WORK ORDER -
When the word "wildflower" shows up in a line of the records below, copy that line.

Dataset entries:
:::

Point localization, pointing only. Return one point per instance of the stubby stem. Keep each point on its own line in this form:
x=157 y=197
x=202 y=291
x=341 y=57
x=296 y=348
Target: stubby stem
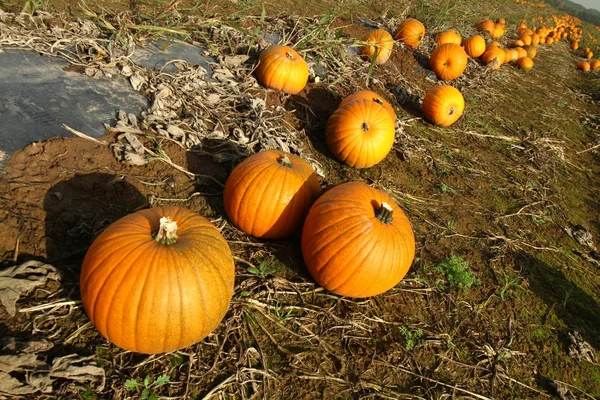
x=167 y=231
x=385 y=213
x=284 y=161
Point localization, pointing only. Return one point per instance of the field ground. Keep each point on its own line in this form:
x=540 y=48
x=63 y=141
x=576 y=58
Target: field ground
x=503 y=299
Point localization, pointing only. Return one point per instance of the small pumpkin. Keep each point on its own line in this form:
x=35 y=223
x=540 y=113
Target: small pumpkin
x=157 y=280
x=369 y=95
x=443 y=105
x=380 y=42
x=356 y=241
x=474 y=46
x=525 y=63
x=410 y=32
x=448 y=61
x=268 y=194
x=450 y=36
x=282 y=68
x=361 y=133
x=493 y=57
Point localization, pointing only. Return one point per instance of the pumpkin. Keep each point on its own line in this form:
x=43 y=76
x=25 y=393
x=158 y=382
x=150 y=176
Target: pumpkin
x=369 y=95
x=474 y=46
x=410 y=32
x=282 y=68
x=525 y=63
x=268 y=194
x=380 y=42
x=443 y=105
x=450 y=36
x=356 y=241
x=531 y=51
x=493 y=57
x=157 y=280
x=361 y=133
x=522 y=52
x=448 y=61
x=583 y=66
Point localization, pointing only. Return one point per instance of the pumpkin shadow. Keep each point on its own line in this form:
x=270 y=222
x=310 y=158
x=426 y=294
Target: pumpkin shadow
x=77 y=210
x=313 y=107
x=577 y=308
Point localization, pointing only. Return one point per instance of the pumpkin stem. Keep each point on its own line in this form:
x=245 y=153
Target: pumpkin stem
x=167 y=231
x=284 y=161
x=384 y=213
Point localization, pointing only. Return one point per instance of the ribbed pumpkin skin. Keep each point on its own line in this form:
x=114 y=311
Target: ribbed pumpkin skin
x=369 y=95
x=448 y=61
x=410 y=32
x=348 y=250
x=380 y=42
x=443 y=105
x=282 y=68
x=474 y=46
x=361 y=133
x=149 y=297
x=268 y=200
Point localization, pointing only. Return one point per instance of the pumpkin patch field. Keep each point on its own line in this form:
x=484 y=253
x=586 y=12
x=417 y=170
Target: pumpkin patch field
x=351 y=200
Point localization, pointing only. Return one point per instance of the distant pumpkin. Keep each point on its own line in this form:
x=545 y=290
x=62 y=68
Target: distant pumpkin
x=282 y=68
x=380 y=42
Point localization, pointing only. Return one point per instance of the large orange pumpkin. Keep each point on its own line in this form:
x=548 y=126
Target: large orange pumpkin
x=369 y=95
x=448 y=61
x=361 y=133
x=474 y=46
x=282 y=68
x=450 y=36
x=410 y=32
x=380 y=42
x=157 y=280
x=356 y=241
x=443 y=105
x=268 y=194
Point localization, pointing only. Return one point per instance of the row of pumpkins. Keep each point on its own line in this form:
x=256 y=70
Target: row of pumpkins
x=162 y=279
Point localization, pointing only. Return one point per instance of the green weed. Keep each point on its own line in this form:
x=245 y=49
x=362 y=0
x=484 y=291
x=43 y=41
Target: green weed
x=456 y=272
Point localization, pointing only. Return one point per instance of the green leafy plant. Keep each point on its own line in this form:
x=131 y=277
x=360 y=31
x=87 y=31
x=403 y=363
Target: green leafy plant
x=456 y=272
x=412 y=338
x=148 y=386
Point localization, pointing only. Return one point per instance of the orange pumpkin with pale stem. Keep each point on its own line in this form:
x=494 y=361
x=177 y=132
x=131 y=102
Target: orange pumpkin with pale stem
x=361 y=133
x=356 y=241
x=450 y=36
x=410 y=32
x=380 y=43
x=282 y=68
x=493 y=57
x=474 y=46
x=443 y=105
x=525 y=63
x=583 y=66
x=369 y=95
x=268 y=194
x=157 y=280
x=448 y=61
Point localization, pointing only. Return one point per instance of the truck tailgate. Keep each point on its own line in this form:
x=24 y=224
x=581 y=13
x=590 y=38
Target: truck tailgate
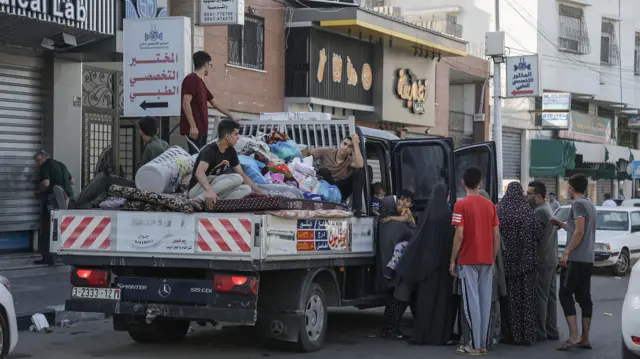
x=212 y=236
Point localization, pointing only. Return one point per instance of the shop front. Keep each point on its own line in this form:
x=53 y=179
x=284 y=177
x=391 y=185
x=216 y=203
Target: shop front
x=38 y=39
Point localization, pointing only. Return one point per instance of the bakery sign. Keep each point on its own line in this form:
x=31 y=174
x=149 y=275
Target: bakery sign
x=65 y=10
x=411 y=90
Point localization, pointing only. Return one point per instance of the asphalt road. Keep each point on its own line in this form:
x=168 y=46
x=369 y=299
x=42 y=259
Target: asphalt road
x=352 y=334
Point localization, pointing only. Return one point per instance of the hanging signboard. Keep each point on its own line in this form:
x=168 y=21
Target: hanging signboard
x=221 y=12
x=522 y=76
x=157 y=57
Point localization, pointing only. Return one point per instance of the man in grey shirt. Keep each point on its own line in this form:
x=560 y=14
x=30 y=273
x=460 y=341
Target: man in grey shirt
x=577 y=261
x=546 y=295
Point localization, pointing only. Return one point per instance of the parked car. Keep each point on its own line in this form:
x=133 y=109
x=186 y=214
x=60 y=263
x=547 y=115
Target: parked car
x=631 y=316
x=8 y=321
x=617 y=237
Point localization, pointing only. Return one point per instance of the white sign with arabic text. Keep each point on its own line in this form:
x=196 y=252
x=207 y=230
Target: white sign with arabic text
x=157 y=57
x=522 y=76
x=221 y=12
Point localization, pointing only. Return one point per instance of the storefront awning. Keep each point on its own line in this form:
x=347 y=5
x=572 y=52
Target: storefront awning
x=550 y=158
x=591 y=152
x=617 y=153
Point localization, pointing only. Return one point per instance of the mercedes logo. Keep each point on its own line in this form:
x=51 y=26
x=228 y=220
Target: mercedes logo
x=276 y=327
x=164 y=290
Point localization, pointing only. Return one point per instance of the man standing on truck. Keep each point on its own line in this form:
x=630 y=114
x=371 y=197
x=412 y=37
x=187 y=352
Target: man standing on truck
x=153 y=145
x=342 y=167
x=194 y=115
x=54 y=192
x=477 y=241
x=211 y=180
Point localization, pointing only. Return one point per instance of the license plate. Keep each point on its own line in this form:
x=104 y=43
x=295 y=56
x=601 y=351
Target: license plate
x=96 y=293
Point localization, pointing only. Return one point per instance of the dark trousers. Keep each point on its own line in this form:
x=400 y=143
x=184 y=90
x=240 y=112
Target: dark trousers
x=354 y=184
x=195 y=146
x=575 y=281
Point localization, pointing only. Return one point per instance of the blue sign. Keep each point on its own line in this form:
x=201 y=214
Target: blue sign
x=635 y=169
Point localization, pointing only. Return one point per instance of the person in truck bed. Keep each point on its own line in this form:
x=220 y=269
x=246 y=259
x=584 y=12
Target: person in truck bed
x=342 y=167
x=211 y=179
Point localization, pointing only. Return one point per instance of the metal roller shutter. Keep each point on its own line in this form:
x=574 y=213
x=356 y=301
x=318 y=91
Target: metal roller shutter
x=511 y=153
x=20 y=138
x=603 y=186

:::

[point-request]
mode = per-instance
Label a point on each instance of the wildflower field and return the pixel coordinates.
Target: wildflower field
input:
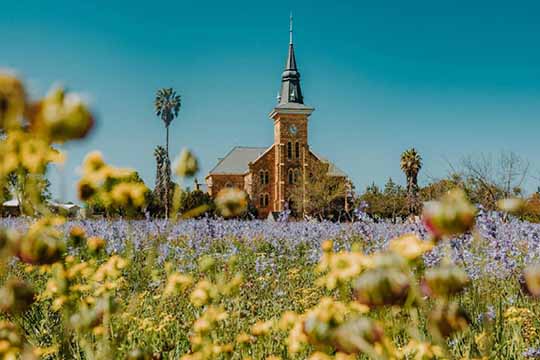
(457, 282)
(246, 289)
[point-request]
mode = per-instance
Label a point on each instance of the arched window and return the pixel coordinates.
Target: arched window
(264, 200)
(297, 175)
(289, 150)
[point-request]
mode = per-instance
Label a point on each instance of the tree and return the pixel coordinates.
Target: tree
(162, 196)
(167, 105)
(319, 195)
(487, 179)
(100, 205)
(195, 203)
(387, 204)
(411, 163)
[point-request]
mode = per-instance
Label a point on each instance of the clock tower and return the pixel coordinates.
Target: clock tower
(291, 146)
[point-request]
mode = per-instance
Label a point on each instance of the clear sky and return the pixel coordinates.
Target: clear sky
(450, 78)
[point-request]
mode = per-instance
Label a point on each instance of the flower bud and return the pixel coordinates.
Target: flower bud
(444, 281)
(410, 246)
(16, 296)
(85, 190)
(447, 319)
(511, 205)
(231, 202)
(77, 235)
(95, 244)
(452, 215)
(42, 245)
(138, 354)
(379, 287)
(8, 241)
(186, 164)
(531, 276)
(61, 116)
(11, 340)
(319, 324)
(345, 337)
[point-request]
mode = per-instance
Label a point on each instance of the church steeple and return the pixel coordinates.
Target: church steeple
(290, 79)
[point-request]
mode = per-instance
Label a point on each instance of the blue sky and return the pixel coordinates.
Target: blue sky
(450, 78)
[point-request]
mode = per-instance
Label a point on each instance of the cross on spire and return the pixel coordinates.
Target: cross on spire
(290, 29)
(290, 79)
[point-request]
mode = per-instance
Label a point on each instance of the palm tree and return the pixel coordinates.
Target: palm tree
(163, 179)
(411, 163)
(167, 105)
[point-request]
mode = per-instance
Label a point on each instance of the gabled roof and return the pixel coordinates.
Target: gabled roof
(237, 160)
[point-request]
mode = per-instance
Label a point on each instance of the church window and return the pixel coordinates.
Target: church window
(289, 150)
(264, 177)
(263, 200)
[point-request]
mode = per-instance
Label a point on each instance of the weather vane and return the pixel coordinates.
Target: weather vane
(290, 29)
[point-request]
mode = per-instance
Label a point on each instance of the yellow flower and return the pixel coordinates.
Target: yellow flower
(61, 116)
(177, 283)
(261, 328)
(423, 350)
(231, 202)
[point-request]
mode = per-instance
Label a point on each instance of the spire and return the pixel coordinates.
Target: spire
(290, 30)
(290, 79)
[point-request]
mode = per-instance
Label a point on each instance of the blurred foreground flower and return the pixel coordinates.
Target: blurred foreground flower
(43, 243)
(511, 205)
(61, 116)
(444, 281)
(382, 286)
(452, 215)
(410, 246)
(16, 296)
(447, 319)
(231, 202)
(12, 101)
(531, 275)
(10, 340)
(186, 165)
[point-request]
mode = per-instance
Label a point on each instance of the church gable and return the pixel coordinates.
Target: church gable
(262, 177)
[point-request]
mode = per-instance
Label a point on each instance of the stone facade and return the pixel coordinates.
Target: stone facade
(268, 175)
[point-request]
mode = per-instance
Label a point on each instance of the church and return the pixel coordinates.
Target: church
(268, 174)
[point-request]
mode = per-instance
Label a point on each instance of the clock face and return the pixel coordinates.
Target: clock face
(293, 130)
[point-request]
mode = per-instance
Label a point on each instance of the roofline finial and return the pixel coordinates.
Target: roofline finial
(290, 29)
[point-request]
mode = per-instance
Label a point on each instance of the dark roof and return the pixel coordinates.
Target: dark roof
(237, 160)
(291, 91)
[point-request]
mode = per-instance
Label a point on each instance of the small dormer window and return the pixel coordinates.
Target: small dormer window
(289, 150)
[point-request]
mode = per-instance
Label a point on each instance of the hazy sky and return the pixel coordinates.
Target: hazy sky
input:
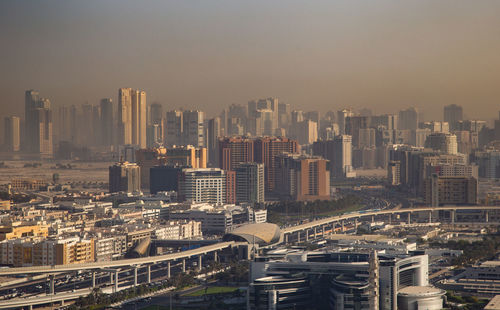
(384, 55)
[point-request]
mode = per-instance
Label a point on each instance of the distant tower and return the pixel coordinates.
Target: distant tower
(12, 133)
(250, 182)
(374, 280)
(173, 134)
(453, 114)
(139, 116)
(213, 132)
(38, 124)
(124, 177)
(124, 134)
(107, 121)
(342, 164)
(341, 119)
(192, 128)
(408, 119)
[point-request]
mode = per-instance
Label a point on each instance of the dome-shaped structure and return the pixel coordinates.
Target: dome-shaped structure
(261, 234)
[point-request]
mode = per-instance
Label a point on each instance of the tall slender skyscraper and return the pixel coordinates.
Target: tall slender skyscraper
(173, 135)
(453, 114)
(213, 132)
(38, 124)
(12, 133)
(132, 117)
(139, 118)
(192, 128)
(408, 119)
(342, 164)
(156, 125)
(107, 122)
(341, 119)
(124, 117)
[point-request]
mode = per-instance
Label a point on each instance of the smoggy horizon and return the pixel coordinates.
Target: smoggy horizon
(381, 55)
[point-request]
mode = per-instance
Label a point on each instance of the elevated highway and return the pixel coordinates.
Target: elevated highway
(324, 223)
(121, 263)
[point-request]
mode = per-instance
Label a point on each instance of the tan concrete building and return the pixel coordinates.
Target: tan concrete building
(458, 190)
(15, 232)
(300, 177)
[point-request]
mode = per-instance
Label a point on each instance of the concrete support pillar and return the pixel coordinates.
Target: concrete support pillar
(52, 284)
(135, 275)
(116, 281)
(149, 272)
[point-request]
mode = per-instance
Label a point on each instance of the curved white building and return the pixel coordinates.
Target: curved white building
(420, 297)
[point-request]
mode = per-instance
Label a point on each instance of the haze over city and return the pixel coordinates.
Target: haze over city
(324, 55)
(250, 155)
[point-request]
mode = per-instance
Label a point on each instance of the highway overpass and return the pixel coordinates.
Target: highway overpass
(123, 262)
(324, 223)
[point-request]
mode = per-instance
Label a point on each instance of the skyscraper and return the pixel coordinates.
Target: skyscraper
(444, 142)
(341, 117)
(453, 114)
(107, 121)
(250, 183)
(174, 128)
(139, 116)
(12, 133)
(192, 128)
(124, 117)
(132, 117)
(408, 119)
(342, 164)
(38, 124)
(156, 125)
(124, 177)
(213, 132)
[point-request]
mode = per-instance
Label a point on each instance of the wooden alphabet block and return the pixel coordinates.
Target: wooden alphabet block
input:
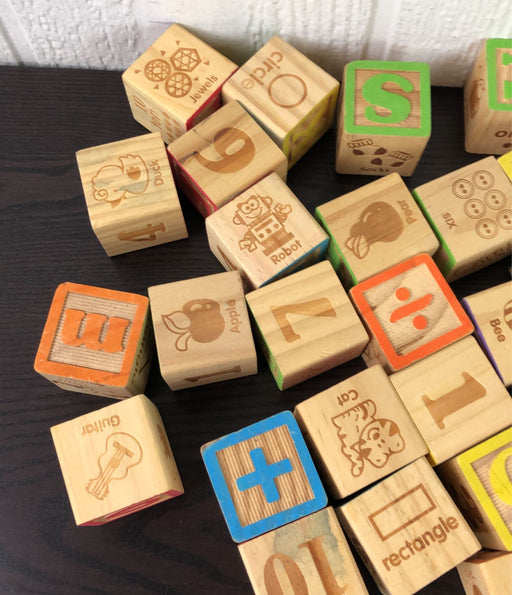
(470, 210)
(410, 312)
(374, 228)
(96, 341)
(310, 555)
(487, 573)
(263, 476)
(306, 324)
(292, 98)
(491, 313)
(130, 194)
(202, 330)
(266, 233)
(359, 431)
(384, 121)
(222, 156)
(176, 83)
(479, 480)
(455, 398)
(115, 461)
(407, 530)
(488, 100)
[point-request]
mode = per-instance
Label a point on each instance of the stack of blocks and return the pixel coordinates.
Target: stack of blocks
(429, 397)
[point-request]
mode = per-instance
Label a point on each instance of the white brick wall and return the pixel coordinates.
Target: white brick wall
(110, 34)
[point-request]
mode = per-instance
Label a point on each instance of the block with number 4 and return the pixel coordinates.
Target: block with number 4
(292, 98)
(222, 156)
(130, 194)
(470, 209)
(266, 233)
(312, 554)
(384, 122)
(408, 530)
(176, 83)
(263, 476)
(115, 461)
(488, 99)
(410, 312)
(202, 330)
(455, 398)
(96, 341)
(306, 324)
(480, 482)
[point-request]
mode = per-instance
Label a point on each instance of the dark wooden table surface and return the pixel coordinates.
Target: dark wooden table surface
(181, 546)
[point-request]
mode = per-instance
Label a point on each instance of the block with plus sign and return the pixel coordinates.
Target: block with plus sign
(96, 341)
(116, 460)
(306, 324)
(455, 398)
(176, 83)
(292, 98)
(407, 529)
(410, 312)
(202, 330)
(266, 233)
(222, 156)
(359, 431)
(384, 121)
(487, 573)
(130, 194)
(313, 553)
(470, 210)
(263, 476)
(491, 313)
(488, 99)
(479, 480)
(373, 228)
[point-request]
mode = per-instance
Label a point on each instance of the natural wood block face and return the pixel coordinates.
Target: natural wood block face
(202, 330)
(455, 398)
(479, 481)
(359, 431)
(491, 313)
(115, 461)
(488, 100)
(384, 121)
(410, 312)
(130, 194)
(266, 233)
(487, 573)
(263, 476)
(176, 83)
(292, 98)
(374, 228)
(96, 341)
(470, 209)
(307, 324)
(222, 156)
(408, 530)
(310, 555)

:::

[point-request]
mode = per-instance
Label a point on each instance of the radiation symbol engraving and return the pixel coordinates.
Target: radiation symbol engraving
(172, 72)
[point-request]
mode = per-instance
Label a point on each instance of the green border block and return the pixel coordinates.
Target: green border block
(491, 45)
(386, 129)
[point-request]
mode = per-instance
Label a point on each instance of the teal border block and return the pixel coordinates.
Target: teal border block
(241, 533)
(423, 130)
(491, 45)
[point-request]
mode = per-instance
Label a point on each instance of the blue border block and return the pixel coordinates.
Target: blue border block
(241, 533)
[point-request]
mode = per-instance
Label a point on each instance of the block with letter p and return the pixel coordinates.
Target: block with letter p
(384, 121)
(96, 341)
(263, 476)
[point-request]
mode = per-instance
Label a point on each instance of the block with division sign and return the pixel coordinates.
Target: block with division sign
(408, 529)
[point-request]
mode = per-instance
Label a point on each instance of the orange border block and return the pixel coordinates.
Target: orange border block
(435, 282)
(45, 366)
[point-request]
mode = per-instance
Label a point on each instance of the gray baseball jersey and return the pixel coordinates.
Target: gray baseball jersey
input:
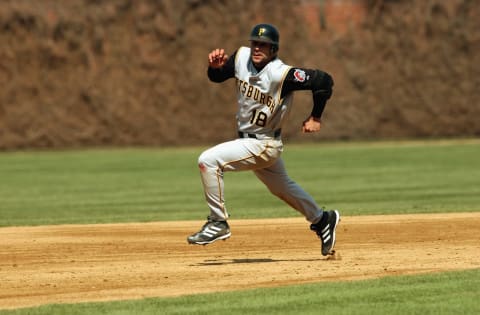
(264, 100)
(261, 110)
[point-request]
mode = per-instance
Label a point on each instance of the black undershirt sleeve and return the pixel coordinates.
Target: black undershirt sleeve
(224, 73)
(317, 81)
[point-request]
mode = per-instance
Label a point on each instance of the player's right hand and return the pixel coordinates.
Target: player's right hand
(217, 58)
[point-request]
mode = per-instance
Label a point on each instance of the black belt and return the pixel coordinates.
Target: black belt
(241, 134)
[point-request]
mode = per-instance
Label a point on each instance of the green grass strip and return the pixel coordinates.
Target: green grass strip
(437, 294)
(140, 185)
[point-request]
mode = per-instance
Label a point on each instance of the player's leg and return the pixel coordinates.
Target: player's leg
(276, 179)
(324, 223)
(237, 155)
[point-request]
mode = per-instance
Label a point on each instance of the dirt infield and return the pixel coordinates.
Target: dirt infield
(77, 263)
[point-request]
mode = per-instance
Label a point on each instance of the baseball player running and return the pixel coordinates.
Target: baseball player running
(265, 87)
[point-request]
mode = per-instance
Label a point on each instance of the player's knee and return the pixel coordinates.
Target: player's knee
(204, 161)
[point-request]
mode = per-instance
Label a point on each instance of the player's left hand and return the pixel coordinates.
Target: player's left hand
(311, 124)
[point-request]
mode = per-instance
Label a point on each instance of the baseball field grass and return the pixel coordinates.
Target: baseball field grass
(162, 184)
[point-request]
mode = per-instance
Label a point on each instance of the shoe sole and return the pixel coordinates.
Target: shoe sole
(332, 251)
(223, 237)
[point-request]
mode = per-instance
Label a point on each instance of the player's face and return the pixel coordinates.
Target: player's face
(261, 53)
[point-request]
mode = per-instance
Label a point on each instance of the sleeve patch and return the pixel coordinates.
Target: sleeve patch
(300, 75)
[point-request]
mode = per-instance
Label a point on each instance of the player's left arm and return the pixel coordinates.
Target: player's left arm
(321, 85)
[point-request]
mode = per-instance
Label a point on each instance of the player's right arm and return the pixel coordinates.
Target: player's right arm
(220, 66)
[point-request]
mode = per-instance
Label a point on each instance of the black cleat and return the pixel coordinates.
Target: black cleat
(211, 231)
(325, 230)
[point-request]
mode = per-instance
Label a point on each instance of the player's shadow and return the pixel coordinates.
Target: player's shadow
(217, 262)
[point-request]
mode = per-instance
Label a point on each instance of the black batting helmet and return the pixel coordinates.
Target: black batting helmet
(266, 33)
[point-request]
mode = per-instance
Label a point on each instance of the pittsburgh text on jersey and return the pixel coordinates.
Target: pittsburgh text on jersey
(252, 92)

:::

ANSWER BOX -
Label a point on each instance of the wildflower field and return the pixel coordinates.
Target: wildflower field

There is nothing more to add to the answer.